START DATA EXTRACT

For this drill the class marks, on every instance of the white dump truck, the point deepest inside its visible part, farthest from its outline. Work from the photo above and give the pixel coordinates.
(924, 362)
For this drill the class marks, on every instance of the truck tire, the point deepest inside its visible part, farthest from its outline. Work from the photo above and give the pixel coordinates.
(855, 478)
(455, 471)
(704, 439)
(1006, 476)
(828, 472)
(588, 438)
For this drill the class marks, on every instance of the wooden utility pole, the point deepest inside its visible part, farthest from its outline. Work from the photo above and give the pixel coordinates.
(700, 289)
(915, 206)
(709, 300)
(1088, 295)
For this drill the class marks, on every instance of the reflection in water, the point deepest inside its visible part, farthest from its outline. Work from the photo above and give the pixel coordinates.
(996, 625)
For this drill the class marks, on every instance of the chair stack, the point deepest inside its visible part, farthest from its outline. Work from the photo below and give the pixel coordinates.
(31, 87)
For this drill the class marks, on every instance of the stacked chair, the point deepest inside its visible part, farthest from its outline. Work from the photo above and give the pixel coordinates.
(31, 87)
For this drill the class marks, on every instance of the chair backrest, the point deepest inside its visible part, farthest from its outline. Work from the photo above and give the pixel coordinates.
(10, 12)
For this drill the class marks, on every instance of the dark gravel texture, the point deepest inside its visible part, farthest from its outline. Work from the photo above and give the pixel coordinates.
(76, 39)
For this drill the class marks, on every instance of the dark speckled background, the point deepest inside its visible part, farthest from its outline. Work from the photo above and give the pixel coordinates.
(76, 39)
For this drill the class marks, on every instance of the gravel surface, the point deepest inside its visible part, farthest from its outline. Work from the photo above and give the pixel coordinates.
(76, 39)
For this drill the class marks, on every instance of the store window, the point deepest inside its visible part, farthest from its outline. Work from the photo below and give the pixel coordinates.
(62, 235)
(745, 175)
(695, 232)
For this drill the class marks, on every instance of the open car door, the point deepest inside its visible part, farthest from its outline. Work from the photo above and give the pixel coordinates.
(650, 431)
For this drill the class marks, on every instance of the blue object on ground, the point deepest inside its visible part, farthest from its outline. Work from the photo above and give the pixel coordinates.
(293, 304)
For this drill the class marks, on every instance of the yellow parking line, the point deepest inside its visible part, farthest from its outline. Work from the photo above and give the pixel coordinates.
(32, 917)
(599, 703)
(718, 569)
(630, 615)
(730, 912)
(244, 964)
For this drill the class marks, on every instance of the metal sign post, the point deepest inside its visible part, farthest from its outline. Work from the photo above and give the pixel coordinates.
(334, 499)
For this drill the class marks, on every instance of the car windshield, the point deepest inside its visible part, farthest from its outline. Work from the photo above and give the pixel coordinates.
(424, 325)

END DATA EXTRACT

▶ EXERCISE GOAL
Repeat the entries shown above, every one, word for word.

▶ EXPECTED ANSWER
For this drill the class marks, on every instance of the white dump truck, the point deepest inside its visible part, farthest from its outline. Work from the photo above and give the pixel coordinates.
(924, 362)
For this drill the class marks, on every instance of the truck tire, the point deepest inside its visible part, farthest from its outline. Work from the photo above and give the pixel coordinates.
(855, 478)
(455, 471)
(704, 439)
(1006, 476)
(828, 472)
(588, 438)
For this drill the class marks, on every instance of the wooden utility pole, the point deepest inside its visible part, farthest from its outline. Work from the photo above and give the pixel coordinates.
(700, 289)
(915, 206)
(709, 300)
(1088, 295)
For this drill the class marks, on every instance of the reflection in water, the point deepest inside its visible part, farthest from its outline. Work from the photo above and give the pixel coordinates.
(996, 625)
For this drill the class marks, on every instance of the chair stack, the point deepest inside its visible part, farthest from its outline. Work from the photo below and give the pixel coordinates.
(31, 87)
For this drill the class marks, on every instance of the stacked chair, the point deepest inside its visible part, farthest from its outline. Work from the photo above and give the pixel coordinates.
(31, 87)
For this drill the class marks, on every instance of the chair backrest, the point deepest inside its visible part, farthest from its outline. Work from the photo above and give the pixel coordinates.
(10, 12)
For this drill the class marks, on every instance of the dark gravel texture, the point deepest inside its visible part, farthest from its outline. Work from the photo above and give the pixel coordinates.
(76, 39)
For this drill the class marks, on every instance of the dark speckled background, the point deepest inside its visible part, farthest from its outline. Work from the photo above and give the pixel coordinates.
(76, 39)
For this drill the class marks, on every instance of the gravel surface, the point deepest inside its visible part, farthest from its outline. Work from the photo above and give the pixel coordinates.
(76, 39)
For this drill the class marks, on every instance of the store window, the point deepest inside its visible part, farthest from its outline. Work from the photo below and give the pixel coordinates.
(62, 235)
(745, 175)
(695, 232)
For this drill the class marks, on every instance of the open car door, the point deepest inside its visible part, farthest from its outline. Work from the photo above and give the pixel coordinates.
(650, 431)
For this drill the class marks, on every instance of the blue object on ground, the point deepest inside its visible part, farthest from its outline. Work from the photo above and give the pixel coordinates.
(293, 304)
For this drill the class marks, on every instance of the yellow parking line, the point deepest inside its visible part, farthest from its outline. Work from the photo above and give the pixel coordinates.
(32, 917)
(599, 703)
(718, 569)
(630, 615)
(730, 912)
(244, 964)
For this drill the class marks, on every instance of the metal sign post, the point deepest inside its visible part, farthest from its outline. Work from the photo above and give the pixel coordinates.
(334, 499)
For this drill the class marks, on every instance of the car windshield, the point deepest inside its visible part, farthest from its outline. Work from the photo above and give the pixel coordinates.
(424, 325)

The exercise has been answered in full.